▸ **Exercise material**:

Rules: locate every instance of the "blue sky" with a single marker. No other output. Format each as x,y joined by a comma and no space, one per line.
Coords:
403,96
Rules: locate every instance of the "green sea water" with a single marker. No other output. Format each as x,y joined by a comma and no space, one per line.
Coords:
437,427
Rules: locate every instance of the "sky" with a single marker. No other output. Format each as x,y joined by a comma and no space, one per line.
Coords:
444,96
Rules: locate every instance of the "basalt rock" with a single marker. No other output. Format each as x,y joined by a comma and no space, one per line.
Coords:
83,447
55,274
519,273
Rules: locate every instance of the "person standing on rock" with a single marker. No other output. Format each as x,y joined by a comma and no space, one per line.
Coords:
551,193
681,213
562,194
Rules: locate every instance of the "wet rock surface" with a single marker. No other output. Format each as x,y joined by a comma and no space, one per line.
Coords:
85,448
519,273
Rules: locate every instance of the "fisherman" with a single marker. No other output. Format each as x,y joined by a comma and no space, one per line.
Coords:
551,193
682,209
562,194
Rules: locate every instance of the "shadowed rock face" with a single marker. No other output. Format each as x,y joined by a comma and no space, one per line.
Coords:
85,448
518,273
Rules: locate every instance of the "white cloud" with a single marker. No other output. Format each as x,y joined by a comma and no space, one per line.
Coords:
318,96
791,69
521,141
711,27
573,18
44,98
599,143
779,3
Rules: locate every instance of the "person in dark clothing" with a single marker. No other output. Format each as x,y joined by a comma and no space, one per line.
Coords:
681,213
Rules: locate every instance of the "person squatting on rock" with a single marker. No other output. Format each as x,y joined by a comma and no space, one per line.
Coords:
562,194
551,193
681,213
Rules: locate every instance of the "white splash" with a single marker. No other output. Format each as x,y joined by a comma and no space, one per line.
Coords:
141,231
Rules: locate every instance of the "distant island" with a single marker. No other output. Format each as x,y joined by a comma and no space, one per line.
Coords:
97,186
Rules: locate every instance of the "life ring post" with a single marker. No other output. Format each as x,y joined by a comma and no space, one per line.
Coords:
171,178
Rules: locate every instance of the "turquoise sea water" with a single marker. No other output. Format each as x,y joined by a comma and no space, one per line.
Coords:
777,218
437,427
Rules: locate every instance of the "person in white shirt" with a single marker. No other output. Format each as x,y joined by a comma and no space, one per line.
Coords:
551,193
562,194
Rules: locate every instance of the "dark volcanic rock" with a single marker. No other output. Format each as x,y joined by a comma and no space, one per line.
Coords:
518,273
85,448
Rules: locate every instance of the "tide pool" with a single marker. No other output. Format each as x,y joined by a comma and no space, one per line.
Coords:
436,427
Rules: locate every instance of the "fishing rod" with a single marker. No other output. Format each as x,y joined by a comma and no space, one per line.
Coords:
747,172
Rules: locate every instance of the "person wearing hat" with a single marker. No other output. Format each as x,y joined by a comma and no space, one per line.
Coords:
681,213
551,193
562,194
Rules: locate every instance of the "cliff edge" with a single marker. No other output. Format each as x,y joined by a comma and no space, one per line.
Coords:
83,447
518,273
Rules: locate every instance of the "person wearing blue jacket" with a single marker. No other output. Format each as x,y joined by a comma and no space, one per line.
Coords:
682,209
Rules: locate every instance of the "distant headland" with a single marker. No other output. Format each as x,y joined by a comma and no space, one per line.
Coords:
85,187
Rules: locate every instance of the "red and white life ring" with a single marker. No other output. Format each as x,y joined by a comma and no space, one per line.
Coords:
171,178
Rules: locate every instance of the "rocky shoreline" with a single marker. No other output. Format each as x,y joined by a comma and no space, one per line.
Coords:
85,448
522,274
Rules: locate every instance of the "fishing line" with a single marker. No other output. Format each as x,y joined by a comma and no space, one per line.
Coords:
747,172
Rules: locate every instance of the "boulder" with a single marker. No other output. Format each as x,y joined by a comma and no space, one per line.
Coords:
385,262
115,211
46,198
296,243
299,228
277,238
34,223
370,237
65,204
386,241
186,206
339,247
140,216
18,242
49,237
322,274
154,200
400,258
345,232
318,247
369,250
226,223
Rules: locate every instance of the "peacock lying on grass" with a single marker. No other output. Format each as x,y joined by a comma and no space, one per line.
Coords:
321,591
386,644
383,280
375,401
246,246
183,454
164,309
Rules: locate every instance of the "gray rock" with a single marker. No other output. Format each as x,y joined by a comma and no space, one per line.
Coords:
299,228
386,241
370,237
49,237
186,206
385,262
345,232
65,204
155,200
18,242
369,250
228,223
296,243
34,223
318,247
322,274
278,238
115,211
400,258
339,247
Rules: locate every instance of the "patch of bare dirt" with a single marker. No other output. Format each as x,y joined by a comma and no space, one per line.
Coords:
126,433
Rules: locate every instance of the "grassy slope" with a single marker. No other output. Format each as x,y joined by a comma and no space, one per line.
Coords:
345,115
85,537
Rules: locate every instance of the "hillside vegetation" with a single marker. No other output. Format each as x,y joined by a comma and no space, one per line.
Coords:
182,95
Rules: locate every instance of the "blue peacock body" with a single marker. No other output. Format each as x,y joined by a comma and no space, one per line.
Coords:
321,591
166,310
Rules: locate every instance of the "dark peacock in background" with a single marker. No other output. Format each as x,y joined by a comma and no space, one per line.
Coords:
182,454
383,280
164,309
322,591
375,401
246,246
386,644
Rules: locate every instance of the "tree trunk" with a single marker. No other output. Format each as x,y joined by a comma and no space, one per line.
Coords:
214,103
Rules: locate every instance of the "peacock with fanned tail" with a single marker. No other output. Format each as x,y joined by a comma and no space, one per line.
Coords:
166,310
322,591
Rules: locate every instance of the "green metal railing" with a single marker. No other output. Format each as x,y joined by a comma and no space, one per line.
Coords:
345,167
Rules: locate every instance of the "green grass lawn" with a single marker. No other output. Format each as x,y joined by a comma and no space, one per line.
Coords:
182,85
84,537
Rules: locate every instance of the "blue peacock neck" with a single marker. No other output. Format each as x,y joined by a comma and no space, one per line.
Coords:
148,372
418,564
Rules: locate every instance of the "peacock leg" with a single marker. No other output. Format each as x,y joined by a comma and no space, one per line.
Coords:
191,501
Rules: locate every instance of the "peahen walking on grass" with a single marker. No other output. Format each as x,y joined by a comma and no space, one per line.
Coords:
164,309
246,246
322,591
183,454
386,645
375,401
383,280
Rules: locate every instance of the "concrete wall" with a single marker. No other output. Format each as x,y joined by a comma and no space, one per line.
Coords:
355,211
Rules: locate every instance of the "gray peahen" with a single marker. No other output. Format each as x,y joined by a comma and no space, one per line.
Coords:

▸ **Set task**:
All records above must be set down exactly, please.

▸ **Result of this task**:
Rules: locate every instance of the "blue sky" with a single marker. No other output. Format each as x,y joined by a comma and no space, one per line.
Coords:
403,96
Rules: locate every instance of the "green sea water" with a single marker. No other output. Format each as x,y joined by a comma and no space, one per line.
Coords:
437,427
Rules: locate every instance of the "sky" with a single marker. No other output. Format each as x,y joined by a comma and no space, one per line.
Coords:
444,96
Rules: locate every instance of the "basalt rock" with a single marker. No other output. Format each as x,y joined by a comma and no space, one per line.
Coords:
83,447
55,274
519,273
Rules: locate every instance of the "person standing on rock" with a single marker. No other output. Format each as x,y joined by a comma and no space, one per line.
Coords:
551,193
681,213
562,194
Rules: locate every instance of the "wet rock surface" with a single marker. No other output. Format each as x,y joined by a comma and no space, one per line.
Coords:
85,448
519,273
Rules: locate every instance of the "fisherman" with a single marker. No other output. Format each as x,y joined by a comma and no space, one per line.
Coords:
551,193
682,209
562,194
Rules: locate every instance of the "shadowed rock face" with a single marker. No other output. Format each as x,y joined by a comma and no space, one per line.
Coords:
85,448
518,273
Rules: locate every instance of the "white cloud" with a single marker. No other output. Format each as x,y joined by a comma and no space, one per line.
Coords:
318,96
791,69
521,141
711,27
573,18
44,98
599,143
779,3
Rules: locate every instance of the "person in dark clothing" with a single marker. No other output. Format each as x,y joined by a comma and no space, one per line.
Coords:
681,213
Rules: locate every instance of the "person squatting on rock" with a single marker. No other output. Format each as x,y joined by a comma and no space, one per line.
Coords:
562,194
551,193
681,213
Rules: locate every instance of the "white splash" with a single marker. No other output. Format each as x,y joined by a comma and no space, one per line.
Coords:
141,231
Rules: locate every instance of the "distant island" with a single marker. No other output. Format each as x,y joined by a comma and no space, one per line.
Coords:
97,186
Rules: locate every instance of the "life ring post" with a single marker. No other output. Format each as x,y joined by a comma and no space, one per line.
Coords:
171,178
Rules: locate every instance of the "turquoise sea water" with a single marker. No other output. Format each as x,y joined by a comma and no space, one per line.
Coords:
777,218
437,427
Rules: locate every instance of the "person in white shirt" with a single marker. No other output. Format each as x,y joined by a comma and no space, one per line.
Coords:
551,193
562,194
Rules: locate every instance of the "dark volcanic rock" with a single marker. No other output. Format each as x,y joined by a comma and no space, one per line.
Coords:
518,273
85,448
Rules: locate every instance of the "tide pool" with a single marker. No other output. Format each as x,y joined by a comma and no space, one per line.
Coords:
436,427
Rules: locate every instance of the "fishing rod" with a single marker. No other output. Format each as x,y joined by a comma and no space, one per line.
Coords:
747,172
Rules: locate every instance of the "person wearing hat" with a single marker. No other output. Format each as x,y joined by a comma and no space, one per line.
Coords:
681,213
551,193
562,194
Rules: locate every instance of the "cliff edge" with a single marker. No other output. Format each as x,y joined by a comma and no space, one per line.
Coords:
83,447
518,273
Rules: locate every instance of the "person wearing blue jacket" with a single marker. No other output. Format each as x,y joined by a comma and no space, one per line.
Coords:
682,209
Rules: locate every instance of the "distant headland" with a single marker. No other output. Format each as x,y joined by a comma and no space, one per line.
Coords:
85,187
Rules: locate every instance of the "red and white life ring" with a single marker. No other output. Format each as x,y joined by a comma and no space, one per line.
Coords:
171,178
Rules: locate every instance of the "rocky shoreline" with a single marker. No other output. Format each as x,y joined by a comma and no space, one per line.
Coords:
85,448
522,274
Rules: locate every instance of the "fishing line" with a single marker. No other output. Format each as x,y joined by a comma and no space, one per line.
Coords:
747,172
Rules: locate every instance of the "boulder" with a single marker. No other output. Format each as x,y joined by a comma and no space, one per line.
Coords:
385,262
115,211
46,198
296,243
299,228
277,238
34,223
370,237
65,204
386,241
186,206
339,247
140,216
18,242
49,237
322,274
154,200
400,258
345,232
318,247
369,250
226,223
Rules: locate every instance of the "peacock lying on grass" with a single marker. No other output. Format each as x,y joined by a comma and no space, one per line.
Coords:
321,591
386,644
383,280
375,401
246,246
183,454
164,309
Rules: locate every instance of the "gray rock" with a single marker. No other output. Format each as x,y joined by a comma and no space, one per line.
Coords:
299,228
386,241
370,237
49,237
186,206
385,262
345,232
65,204
155,200
18,242
369,250
228,223
296,243
34,223
318,247
322,274
278,238
115,211
400,258
339,247
Rules: locate every instance of the "patch of bare dirt" with a single marker. No other output. Format each as x,y joined by a comma and no space, one per line.
Coords:
126,433
Rules: locate every instance of the "grassy slope" with a single marker. No other output. Format each as x,y joined by a comma and no space, one per line.
Coords:
345,115
85,537
Rules: locate every instance of the "hillside vegetation" with a single marker. No other output. Format each as x,y joined by a comma and no space, one per line.
Coords:
182,95
Rules: locate every instance of the "blue peacock body" with a single marker. No other output. Format each as x,y joined by a comma and no space, one per line.
Coords:
321,591
166,310
Rules: locate every instance of the "dark peacock in background" with a single marker. No other output. Format each as x,y joined by a comma and no space, one per line.
Coords:
182,454
383,280
164,309
322,591
375,401
246,246
386,644
Rules: locate every instance of the "tree trunk" with a single marker. No other output. Format each as x,y joined by a comma and no space, one per line.
Coords:
214,103
Rules: locate every instance of the "peacock with fanned tail" with a single marker. No other output. Format each as x,y joined by a comma and no space, one per line.
Coords:
166,310
322,591
Rules: locate every instance of the "green metal railing" with a single marker. No other output. Format each as x,y joined by a comma and no space, one per line.
Coords:
345,167
Rules: locate every instance of the "green grass lawn" with a single marker. No other output. Format each as x,y joined by a comma and no space, one per line.
Coords:
182,85
84,537
Rules: locate every instance of the "blue peacock neck" with a single marker. No other output. Format each as x,y joined by a comma and no space, one per line.
Coords:
148,372
418,564
Rules: locate every instance of the "peacock leg" with a single marker. No other output. Format each as x,y joined by a comma and no space, one per line.
Coords:
191,501
Rules: locate every instance of the "peahen walking on grass" with a single marker. No other output. Format each as x,y joined by a comma and no space, one per line.
Coords:
164,309
246,246
322,591
183,454
386,645
375,401
383,280
Rules: locate every instance of the "concrete wall" with a single marker. No other output. Format each as x,y joined by a comma and no space, one per line.
Coords:
355,211
Rules: locate every instance of the "gray peahen" with a single marker. No other output. Format each as x,y joined by a comma and no space, one per line.
Coords:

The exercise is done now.